--- Start of Supplied material ---

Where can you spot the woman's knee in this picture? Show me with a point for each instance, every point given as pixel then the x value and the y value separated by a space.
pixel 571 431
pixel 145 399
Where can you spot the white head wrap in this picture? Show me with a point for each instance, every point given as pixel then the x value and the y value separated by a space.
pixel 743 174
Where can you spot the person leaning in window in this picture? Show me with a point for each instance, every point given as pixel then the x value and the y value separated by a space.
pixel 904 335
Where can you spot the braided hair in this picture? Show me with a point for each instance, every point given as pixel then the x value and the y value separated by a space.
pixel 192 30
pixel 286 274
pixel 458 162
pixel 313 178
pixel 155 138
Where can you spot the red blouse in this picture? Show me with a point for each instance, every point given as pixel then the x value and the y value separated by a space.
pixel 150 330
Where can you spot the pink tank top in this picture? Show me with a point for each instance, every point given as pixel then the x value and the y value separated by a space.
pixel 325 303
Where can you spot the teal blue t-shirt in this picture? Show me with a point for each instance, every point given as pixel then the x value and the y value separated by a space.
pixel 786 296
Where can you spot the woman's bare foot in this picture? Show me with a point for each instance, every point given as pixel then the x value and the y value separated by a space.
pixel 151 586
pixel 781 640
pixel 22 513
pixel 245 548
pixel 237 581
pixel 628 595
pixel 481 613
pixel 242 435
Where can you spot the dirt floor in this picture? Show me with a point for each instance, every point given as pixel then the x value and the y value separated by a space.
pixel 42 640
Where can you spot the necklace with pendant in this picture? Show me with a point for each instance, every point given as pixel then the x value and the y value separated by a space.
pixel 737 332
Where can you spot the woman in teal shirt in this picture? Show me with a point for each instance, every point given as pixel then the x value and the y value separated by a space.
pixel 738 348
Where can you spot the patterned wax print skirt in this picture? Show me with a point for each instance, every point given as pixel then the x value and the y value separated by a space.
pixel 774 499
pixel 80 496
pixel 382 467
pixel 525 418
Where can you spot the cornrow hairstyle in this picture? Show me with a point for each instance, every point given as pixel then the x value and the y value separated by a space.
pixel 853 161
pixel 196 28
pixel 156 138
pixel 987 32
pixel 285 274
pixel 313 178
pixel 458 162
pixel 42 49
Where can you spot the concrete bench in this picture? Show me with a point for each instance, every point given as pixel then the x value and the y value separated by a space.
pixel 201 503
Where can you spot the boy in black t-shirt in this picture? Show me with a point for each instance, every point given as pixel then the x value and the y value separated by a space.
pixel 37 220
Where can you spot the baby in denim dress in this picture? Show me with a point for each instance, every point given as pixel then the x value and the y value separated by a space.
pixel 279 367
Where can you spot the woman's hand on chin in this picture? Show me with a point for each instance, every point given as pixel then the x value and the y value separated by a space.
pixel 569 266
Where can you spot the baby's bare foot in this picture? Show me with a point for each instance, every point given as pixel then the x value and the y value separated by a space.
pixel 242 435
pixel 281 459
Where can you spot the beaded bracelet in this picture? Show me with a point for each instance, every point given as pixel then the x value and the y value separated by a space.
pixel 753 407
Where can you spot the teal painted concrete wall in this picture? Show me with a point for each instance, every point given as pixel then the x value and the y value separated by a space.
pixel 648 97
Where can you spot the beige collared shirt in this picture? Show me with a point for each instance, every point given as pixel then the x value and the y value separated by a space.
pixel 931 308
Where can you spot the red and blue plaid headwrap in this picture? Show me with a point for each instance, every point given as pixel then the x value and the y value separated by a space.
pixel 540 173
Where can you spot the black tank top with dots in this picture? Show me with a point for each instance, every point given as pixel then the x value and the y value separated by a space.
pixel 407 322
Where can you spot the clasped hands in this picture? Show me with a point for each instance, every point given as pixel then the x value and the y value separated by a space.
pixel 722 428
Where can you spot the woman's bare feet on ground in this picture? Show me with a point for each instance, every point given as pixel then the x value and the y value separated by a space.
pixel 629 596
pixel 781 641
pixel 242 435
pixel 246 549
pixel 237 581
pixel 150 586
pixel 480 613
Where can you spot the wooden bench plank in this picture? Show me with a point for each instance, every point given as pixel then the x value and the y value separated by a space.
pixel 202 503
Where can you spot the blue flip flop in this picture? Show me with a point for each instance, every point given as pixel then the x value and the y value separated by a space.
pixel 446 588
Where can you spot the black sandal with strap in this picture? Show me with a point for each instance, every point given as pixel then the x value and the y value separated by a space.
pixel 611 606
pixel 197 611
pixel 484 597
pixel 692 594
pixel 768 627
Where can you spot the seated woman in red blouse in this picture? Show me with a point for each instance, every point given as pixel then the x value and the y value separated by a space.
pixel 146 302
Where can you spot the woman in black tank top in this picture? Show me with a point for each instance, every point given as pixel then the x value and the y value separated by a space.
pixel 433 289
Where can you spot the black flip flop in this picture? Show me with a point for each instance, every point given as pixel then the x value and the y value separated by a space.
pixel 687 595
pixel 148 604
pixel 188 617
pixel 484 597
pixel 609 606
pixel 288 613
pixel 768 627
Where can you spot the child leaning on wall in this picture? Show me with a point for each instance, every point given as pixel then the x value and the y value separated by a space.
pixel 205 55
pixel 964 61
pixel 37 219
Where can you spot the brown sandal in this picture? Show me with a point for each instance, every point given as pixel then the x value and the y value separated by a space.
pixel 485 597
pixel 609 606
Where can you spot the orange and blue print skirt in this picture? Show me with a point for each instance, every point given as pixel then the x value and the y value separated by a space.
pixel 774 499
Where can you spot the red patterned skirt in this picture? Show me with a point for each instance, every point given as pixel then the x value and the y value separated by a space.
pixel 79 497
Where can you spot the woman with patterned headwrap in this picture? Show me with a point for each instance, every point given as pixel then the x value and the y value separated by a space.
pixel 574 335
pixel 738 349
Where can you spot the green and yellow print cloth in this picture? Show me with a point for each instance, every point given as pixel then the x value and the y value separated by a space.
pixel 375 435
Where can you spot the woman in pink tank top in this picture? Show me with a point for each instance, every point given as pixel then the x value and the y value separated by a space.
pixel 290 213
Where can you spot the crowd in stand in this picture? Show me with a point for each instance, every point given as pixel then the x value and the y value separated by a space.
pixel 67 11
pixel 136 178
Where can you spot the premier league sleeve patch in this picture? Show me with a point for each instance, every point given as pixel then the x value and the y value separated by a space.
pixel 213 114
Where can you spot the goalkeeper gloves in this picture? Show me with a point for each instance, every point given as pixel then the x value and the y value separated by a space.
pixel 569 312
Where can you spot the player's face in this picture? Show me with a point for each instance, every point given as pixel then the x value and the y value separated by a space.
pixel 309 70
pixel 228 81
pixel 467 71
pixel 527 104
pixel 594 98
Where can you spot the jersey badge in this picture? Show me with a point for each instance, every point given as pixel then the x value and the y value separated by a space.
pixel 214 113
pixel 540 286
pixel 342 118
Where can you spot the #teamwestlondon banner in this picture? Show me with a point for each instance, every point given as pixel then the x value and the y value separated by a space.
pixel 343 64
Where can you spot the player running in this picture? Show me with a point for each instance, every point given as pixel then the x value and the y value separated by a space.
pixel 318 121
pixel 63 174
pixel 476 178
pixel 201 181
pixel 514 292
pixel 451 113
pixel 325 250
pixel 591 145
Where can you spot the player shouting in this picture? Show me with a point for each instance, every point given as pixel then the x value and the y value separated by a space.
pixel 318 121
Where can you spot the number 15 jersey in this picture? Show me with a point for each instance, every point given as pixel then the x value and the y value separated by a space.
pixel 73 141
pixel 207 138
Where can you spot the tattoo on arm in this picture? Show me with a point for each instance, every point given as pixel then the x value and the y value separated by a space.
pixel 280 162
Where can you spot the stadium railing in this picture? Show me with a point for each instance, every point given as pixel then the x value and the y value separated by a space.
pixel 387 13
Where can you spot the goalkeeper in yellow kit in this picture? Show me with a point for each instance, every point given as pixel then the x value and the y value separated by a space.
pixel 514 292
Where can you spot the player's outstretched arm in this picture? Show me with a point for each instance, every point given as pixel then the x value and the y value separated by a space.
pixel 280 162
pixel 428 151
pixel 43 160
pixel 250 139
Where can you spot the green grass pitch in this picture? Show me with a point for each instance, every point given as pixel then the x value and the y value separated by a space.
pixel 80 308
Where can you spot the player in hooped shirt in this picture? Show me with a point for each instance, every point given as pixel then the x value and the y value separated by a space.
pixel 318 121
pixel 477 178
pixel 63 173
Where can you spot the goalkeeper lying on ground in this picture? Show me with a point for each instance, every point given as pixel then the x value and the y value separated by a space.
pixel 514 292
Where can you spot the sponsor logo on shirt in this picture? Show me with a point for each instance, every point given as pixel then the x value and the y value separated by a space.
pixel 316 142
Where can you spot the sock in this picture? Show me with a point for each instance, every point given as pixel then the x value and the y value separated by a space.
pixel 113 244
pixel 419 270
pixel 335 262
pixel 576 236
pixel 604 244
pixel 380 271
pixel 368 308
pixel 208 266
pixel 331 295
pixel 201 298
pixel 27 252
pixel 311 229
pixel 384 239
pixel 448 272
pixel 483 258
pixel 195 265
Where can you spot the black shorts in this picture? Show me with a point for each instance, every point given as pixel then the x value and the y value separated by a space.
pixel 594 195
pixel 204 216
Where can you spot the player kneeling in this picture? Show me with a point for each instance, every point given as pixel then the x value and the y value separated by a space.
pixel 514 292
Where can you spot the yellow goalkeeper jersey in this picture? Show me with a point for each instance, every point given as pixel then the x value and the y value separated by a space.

--- End of Supplied material ---

:: Written problem ::
Revise the items from the beginning through the line that contains "pixel 904 335", inclusive, so that "white head wrap" becomes "white headscarf" and nothing else changes.

:: Answer below ::
Where can you spot the woman's knee in this picture? Show me with a point for each instance, every point given as pixel then the x value and the y value separated by a space.
pixel 571 431
pixel 145 399
Where can you spot the white headscarf in this picture? Show me with a point for each instance, every point given as pixel then the x value and the y value separated by a space.
pixel 743 174
Where can you spot the person leaning in window in this picture? Show me with a point for each instance, every point given as pixel then the x value and the y value separated by a space.
pixel 904 335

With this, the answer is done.